(Part of a data file)
===
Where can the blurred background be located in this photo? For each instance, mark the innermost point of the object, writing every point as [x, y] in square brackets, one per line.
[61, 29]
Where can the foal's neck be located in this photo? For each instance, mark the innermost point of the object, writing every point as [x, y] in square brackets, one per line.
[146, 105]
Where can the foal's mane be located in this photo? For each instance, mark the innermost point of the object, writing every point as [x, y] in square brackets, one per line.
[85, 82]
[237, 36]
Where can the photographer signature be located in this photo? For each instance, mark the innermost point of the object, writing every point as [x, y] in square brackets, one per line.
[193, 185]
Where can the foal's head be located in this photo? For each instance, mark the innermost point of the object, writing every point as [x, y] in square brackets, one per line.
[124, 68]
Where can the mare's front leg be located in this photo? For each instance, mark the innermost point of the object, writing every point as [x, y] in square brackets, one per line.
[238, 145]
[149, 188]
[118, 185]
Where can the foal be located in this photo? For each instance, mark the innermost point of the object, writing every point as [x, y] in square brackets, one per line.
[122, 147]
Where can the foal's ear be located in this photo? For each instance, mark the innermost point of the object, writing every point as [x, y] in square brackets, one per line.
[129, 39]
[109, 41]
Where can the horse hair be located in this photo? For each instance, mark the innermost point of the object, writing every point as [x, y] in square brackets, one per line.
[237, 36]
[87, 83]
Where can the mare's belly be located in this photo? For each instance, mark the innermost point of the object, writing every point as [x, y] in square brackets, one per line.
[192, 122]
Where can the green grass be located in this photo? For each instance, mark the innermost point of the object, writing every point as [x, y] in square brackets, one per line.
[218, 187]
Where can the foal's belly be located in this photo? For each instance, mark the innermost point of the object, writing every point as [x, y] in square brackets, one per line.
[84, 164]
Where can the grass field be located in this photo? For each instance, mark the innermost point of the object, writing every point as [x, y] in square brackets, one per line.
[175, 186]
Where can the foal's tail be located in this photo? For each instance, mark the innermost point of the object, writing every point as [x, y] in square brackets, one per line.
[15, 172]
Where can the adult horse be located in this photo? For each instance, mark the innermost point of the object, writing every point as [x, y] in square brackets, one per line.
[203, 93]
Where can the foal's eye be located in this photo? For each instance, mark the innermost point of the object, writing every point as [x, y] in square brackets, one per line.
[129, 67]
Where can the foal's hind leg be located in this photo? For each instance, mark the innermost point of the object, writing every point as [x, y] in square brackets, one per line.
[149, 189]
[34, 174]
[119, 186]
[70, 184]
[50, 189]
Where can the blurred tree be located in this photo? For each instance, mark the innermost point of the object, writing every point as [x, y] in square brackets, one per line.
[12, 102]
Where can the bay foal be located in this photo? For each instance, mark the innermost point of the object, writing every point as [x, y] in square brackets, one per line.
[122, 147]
===
TASK DIRECTIONS:
Produce an exact copy of the whole listing.

WORKED SOLUTION:
Where can the blurred background be located in this photo? For each instance, mark the innermost point of the object, writing every point as [x, y] in square brackets, one per line.
[61, 29]
Where can the foal's neck be located in this photo? For each instance, mark the innermost point of the object, writing every point as [x, y] in square brackets, one per line.
[146, 105]
Where can the foal's mane be located in this photo? For each instance, mark the innermost point of the object, writing every point as [x, y] in square brackets, one per line.
[85, 82]
[237, 36]
Where can the photographer signature be located in this photo? For each instance, mark the innermost point of the object, writing every point as [x, y] in square brackets, one per line.
[193, 185]
Where can the foal's head be located in this photo? For each instance, mark the innermost point of the object, writing every point as [x, y] in square brackets, one per line.
[124, 68]
Where can the mare's front leg be located in this photo? For each instance, mark the innermost point of the object, writing every point as [x, y] in square brackets, one per line.
[238, 145]
[149, 188]
[118, 185]
Where can the foal be located in this photo? For each instance, mark the innermost point of the object, writing every point as [x, y] in square brackets, one per line.
[122, 147]
Where can the foal's ear be located in this photo? For each instance, mark the innermost point of the object, writing every point as [x, y] in square brackets, one per line.
[129, 39]
[109, 41]
Where can the horse hair be located in this photo? For each instance, mark the innermost point of the object, writing every point as [x, y] in square brackets, one per line.
[237, 36]
[87, 83]
Where can the mare's belly be located in this photo? For each instance, mark the innermost point of the object, writing every point as [x, y] in square brackets, one per line.
[192, 122]
Where can the green grass be located in this photo? For each instance, mark the innermost point of the object, writing every point as [x, y] in square brackets, one per line.
[218, 187]
Where can the foal's belly be located in this photo? For each instance, mark the innermost point of the object, writing every point as [x, y] in square brackets, one per line.
[84, 164]
Where can the grass field be located in this photo? For each instance, mark the innermost point of the object, writing every point as [x, y] in square brackets, one per line.
[175, 186]
Where can the foal's tail be located in this photo? For each instance, mark the innermost point of the object, writing every point as [x, y] in square brackets, one per line.
[15, 172]
Where can the adult horse be located in this photo? For each instance, mark the innermost point of the object, writing every point as [x, y] in square brackets, one per line.
[203, 93]
Where can the foal's eye be located in this photo? For each instance, mark the innermost point of the object, writing every point as [x, y] in square brackets, one per line.
[129, 67]
Where can the foal's hind leg be located in this photo? For each instance, mark the innermost point of the object, writing every point as [x, y] in square brackets, one per line.
[149, 189]
[34, 174]
[119, 186]
[70, 184]
[50, 189]
Where can the blurred tree be located in this photo? For each instance, mark the innermost point of the object, writing every point as [x, y] in square brackets, one per line.
[12, 102]
Where can the bay foal be located in this photo? For each instance, mark the innermost point of the object, writing every point as [x, y] in square brackets, one per line.
[122, 147]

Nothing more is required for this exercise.